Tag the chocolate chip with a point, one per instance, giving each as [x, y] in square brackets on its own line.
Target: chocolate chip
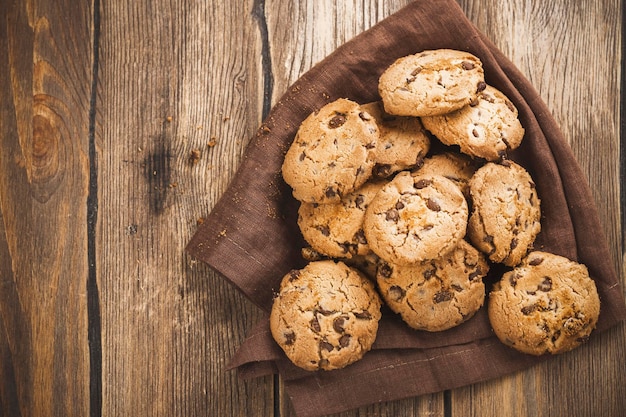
[433, 205]
[359, 237]
[363, 315]
[396, 293]
[290, 338]
[338, 120]
[385, 270]
[476, 274]
[324, 312]
[326, 346]
[294, 274]
[392, 215]
[546, 285]
[338, 324]
[325, 230]
[315, 325]
[382, 170]
[429, 273]
[442, 296]
[423, 183]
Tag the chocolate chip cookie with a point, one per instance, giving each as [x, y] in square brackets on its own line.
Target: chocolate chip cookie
[548, 304]
[325, 316]
[457, 167]
[438, 294]
[413, 219]
[487, 128]
[431, 82]
[336, 229]
[505, 218]
[333, 153]
[403, 142]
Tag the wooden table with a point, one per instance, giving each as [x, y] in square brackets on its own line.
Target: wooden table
[121, 124]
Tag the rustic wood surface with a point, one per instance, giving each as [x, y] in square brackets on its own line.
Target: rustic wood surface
[122, 123]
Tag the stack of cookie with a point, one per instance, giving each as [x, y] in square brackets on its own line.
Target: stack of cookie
[424, 223]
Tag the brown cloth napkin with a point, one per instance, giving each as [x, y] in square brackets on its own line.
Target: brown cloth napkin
[252, 239]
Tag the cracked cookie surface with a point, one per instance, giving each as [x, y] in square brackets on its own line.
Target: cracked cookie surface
[431, 82]
[332, 154]
[402, 144]
[325, 315]
[439, 294]
[336, 229]
[505, 218]
[548, 304]
[413, 219]
[487, 128]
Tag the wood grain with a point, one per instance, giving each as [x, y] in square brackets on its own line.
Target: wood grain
[100, 190]
[45, 81]
[178, 99]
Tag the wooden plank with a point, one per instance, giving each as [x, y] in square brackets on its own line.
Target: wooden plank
[175, 78]
[572, 56]
[316, 29]
[45, 85]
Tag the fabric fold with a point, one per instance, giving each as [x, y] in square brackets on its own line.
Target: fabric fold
[252, 239]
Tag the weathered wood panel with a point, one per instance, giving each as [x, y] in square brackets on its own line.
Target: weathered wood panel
[180, 93]
[45, 85]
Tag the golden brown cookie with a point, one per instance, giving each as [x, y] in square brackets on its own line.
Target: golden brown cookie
[438, 294]
[336, 229]
[325, 316]
[458, 168]
[403, 142]
[548, 304]
[413, 219]
[431, 83]
[332, 154]
[505, 218]
[487, 128]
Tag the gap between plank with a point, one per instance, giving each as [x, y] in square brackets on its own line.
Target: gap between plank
[258, 12]
[94, 328]
[622, 129]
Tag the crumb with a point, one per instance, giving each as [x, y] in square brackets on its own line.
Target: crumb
[194, 156]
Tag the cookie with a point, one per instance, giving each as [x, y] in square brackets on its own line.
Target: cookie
[336, 230]
[431, 83]
[458, 168]
[505, 218]
[332, 154]
[413, 219]
[402, 144]
[488, 128]
[548, 304]
[439, 294]
[325, 316]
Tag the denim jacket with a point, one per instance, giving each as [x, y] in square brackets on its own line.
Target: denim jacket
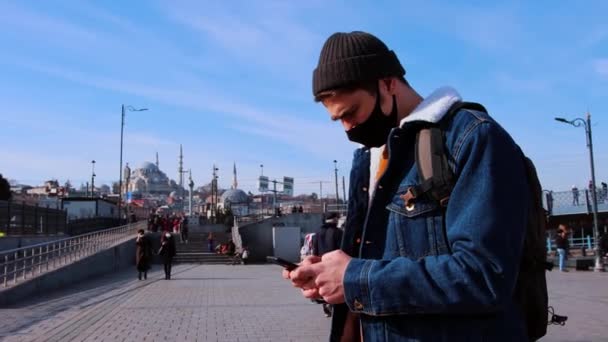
[429, 273]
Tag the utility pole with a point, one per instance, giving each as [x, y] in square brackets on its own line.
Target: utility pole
[599, 264]
[93, 179]
[191, 186]
[336, 173]
[343, 189]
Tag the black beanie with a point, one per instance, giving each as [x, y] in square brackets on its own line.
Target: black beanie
[350, 58]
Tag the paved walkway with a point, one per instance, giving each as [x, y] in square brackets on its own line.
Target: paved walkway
[237, 303]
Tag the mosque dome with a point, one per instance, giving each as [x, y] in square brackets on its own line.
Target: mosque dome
[235, 196]
[148, 166]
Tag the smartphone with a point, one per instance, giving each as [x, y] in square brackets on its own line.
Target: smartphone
[290, 266]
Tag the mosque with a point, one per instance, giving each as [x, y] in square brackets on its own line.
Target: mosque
[148, 179]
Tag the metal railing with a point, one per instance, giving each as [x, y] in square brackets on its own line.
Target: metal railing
[578, 201]
[20, 264]
[586, 242]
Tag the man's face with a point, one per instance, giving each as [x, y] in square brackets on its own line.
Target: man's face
[352, 108]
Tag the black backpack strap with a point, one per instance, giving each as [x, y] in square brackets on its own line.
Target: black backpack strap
[436, 176]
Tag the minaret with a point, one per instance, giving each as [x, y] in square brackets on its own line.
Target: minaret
[234, 182]
[180, 171]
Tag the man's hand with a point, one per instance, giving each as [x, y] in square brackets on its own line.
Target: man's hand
[323, 279]
[302, 282]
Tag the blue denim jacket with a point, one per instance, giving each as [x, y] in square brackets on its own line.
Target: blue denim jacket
[434, 274]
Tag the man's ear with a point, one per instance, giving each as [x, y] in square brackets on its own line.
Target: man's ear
[389, 84]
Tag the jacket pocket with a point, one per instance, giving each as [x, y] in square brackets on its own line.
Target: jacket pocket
[416, 231]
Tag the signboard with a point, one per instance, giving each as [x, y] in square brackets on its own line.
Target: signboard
[288, 186]
[263, 184]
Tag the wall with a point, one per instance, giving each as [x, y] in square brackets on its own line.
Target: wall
[257, 237]
[12, 242]
[79, 209]
[286, 243]
[105, 209]
[111, 260]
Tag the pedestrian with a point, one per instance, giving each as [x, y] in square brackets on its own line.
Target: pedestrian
[574, 195]
[143, 253]
[245, 255]
[184, 230]
[412, 267]
[151, 217]
[210, 241]
[563, 246]
[167, 252]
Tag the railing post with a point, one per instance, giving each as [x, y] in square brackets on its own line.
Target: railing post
[40, 260]
[8, 217]
[24, 263]
[36, 218]
[23, 218]
[5, 269]
[15, 267]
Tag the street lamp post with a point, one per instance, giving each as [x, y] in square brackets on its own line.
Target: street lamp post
[599, 267]
[122, 127]
[93, 179]
[336, 174]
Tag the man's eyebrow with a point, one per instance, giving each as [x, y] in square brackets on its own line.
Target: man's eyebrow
[345, 113]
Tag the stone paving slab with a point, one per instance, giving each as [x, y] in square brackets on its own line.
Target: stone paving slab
[237, 303]
[200, 303]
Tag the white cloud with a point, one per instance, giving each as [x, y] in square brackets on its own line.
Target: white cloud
[601, 66]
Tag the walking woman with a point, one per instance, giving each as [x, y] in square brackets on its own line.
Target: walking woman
[143, 252]
[167, 252]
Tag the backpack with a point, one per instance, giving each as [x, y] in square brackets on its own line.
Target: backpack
[436, 183]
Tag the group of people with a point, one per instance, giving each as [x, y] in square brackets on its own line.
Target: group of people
[144, 253]
[175, 223]
[602, 193]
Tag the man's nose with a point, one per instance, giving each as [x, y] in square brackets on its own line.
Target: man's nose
[347, 124]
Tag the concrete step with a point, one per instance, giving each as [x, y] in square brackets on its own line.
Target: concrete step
[202, 258]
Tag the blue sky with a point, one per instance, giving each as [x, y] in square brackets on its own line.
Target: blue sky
[231, 81]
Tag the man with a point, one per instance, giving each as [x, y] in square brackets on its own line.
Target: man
[562, 246]
[167, 252]
[421, 271]
[326, 240]
[143, 254]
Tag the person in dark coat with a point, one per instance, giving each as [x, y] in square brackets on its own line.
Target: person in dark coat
[167, 252]
[143, 253]
[563, 245]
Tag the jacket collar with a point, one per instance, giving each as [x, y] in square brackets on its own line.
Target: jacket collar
[434, 106]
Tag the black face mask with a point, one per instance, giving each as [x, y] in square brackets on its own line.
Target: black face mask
[375, 130]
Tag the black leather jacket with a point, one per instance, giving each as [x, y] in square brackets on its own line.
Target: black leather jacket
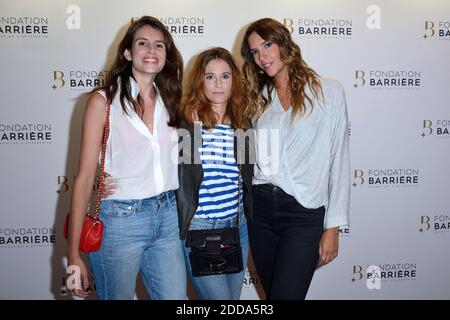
[190, 174]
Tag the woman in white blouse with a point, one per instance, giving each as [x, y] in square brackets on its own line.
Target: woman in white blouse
[302, 178]
[140, 217]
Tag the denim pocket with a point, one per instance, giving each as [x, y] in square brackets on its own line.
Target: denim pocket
[122, 208]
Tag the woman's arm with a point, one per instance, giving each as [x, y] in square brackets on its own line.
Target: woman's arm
[93, 126]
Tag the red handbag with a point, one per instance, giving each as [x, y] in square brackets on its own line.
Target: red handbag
[92, 231]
_ _ _ _
[Your instructions]
Starting with the line that contains "Tag the black leather" and going on through the end of the records, write the lines out again with "denim pocket" replaced by "jeans pocket" and everything else unchanged. Leave the pictures out of your answer.

[Final answer]
Tag the black leather jacket with a point, one per instance, giving each as [x, y] in square brackets on its own line.
Target: black leather jacket
[190, 174]
Tag the woman in white blouse with a point, one per instance, giving each as [x, y] in square brackets on its own line.
Target: woman in white blouse
[302, 178]
[140, 217]
Tag the jeans pocket with a point, one per instance, giving each as [x, y] in square brackets on its own line.
Target: jeans pocket
[122, 208]
Tag the woman's arm with a point, one per instance, giving each as [x, y] in square brackets on its own line.
Target: woman's arm
[93, 126]
Tag the red handbag with a point, one per instance, giving each as [x, y] in square brackets on its own line.
Target: red handbag
[92, 231]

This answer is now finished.